### Extracted text ###

On The Topic Of Olympic Hockey Without the NHL

I am glad the NHL isn’t going to the Olympics. Since 1998, I don’t think I’ve ever bought into the whole “best vs. the best” ideal because if they’re the best and they’re playing in the NHL…aren’t we getting that on a nightly basis?? Can’t they do that at the World Championships??

However, there are some people– maybe rightfully so– annoyed with the NHL not going. Pavel Bure went so far in saying that the NHL doesn’t care about growing the game of hockey, they’re only caring about their league business.

While I can understand what Bure is trying to get at, it’s not just the NHL’s burden to carry in growing the sport. They are the most recognizable league for sure, but in the world we live in today; the interest in hockey can be taken in by anyone with an internet connection and the desire to watch the NHL or any other hockey for that matter. Other than maybe a passing bump post-Olympics, the idea it would create a boom for hockey just because the NHL is there never really jived with me overall. Always seemed like the NHLPA used it as the possibility of a huge ratings bump when it doesn’t seem to happen.

The Olympics have never really benefited the NHL, aside from the players being associated with the league. They don’t have any media rights to the coverage, they can’t use any photos or videos to help promote, and it turns an already long season into even more of a marathon. Luckily, this season; the perfect storm of COVID cases, the Games being in China (which many North American fans wouldn’t tune in live to watch games), and the threat of a five-week quarantine if someone were to test positive gave the NHL and NHLPA the no-brainer decision on skipping out of this one.

### Given data ###

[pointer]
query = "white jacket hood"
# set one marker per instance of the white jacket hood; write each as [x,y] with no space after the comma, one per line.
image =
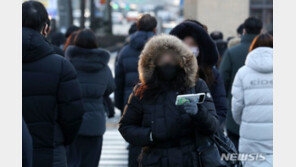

###

Problems to work on
1: Revise the part of the commentary on Olympic hockey without the NHL starting with "I am glad the" and going on through "the World Championships??", changing "World Championships" to "World Cup of Hockey".
2: Resume the commentary on Olympic hockey without the NHL after its final sentence.

Results for each task
1:
I am glad the NHL isn’t going to the Olympics. Since 1998, I don’t think I’ve ever bought into the whole “best vs. the best” ideal because if they’re the best and they’re playing in the NHL…aren’t we getting that on a nightly basis?? Can’t they do that at the World Cup of Hockey??

2:
And, like I said before– I’m glad they’re not. The 2018 Games were fun with the plucky German crew having a couple big upsets on their way to Silver, the Olympic Athletes from Russia taking home their first goal medal as the OAR and the first for that area of the world since the Unified Team won it in 1992. It showcased players like Kirll Kaprizov before he made it to the NHL, while also bringing older players that many may have forgotten to take part– allowing them to live their dream that they may have thought as being impossible due to the NHLers going out for the Olympics. The Hockey News’ Steven Ellis wrote about it better than I’m putting out there.

One point I will bow to is the one that non-traditional hockey nations can benefit from being on the same ice as NHLers from more developed hockey nations. You could argue that Italy’s entry in 2006 help that country grow a little in terms of having more competitive hockey despite some the team being from Canada. The South Koreans were gearing up as if they were going to face NHLers for 2018 before it didn’t happen. Teams like Germany, Norway, Belarus, Slovenia have been matured on the big stage, as well. Hell, they almost ousted the host nation because they didn’t know if they’d be embarrassed or not against NHLers for this one.

The NHL’s participation is not the end-all, be-all for men’s hockey. Hey, who knows– the Games as a whole could be pushed back a year and then the NHL can get back into it. It has happened before and could happen again for this. Even then, I’ll still stand by my thought that the NHL and the Olympics are better off for not crossing the streams for the near future.